WRITTEN EXERCISE 1
In the equality excerpt, what do economists now recognize they ultimately need in order to justify equality?
WRITTEN EXERCISE 2
Reproduce the part of the equality excerpt that opens with "The Impossibility of" and closes with "been adequately tested.", substituting "economic theory" for "praxeology".

The Impossibility of Equality
[Excerpt from chapter 7 of Power and Market in Man, Economy, and State with Power and Market, pp. 1308–12.]
Probably the most common ethical criticism of the market economy is that it fails to achieve the goal of equality. Equality has been championed on various “economic” grounds, such as minimum social sacrifice or the diminishing marginal utility of money (see the chapter on taxation above). But in recent years economists have recognized that they cannot justify egalitarianism by economics, that they ultimately need an ethical basis for equality.
Economics or praxeology cannot establish the validity of ethical ideals, but even ethical goals must be framed meaningfully. They must therefore pass muster before praxeology as being internally consistent and conceptually possible. The credentials of “equality” have so far not been adequately tested.
It is true that many objections have been raised that give egalitarians pause. Sometimes realization of the necessary consequences of their policies causes an abandonment, though more often a slowing down, of the egalitarian program. Thus: compulsory equality will demonstrably stifle incentive, eliminate the adjustment processes of the market economy, destroy all efficiency in satisfying consumer wants, greatly lower capital formation, and cause capital consumption — all effects signifying a drastic fall in general standards of living. Furthermore, only a free society is casteless, and therefore only freedom will permit mobility of income according to productivity. Statism, on the other hand, is likely to freeze the economy into a mold of (nonproductive) inequality.

RECORD EXTRACTS
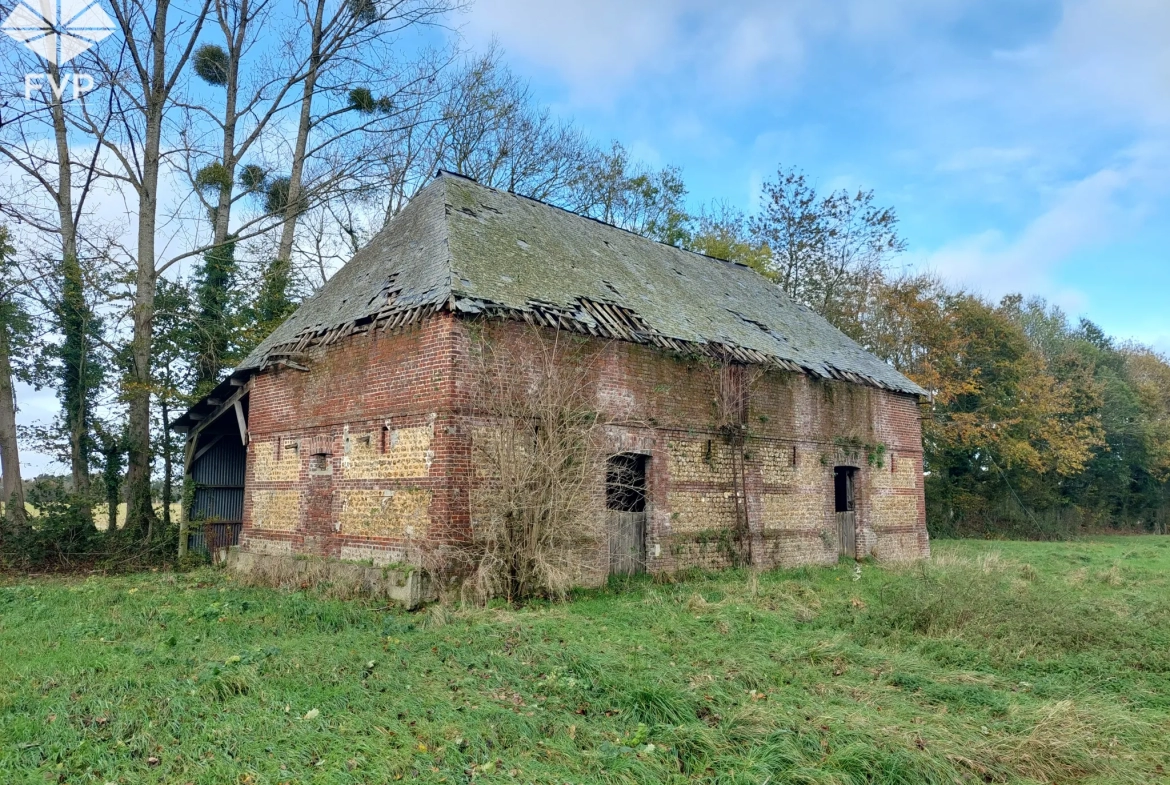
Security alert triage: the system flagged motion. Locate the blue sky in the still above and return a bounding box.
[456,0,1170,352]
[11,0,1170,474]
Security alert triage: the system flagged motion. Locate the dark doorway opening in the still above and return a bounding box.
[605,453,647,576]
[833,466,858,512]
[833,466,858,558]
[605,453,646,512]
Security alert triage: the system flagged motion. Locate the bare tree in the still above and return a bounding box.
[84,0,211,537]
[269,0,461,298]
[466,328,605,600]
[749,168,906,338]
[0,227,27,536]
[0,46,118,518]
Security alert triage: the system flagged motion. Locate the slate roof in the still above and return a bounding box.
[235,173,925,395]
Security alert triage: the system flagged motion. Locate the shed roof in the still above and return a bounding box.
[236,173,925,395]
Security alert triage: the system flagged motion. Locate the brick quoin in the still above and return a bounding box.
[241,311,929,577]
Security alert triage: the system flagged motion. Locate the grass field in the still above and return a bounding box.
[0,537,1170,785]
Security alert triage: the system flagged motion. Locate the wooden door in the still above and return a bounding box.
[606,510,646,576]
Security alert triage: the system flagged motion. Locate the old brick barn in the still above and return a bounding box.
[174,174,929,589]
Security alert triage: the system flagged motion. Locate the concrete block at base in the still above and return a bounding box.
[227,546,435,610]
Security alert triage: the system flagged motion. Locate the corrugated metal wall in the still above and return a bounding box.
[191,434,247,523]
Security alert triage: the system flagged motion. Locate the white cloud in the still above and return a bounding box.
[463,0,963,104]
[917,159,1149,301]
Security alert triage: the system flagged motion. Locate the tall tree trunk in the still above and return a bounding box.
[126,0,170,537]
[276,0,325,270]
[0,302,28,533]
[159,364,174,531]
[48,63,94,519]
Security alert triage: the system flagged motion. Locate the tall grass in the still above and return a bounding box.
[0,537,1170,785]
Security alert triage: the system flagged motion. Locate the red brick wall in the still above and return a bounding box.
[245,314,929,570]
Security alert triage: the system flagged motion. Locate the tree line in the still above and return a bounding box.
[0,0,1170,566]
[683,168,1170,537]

OUTPUT 1
An ethical basis for equality.

OUTPUT 2
The Impossibility of Equality
[Excerpt from chapter 7 of Power and Market in Man, Economy, and State with Power and Market, pp. 1308–12.]
Probably the most common ethical criticism of the market economy is that it fails to achieve the goal of equality. Equality has been championed on various “economic” grounds, such as minimum social sacrifice or the diminishing marginal utility of money (see the chapter on taxation above). But in recent years economists have recognized that they cannot justify egalitarianism by economics, that they ultimately need an ethical basis for equality.
Economics or economic theory cannot establish the validity of ethical ideals, but even ethical goals must be framed meaningfully. They must therefore pass muster before economic theory as being internally consistent and conceptually possible. The credentials of “equality” have so far not been adequately tested.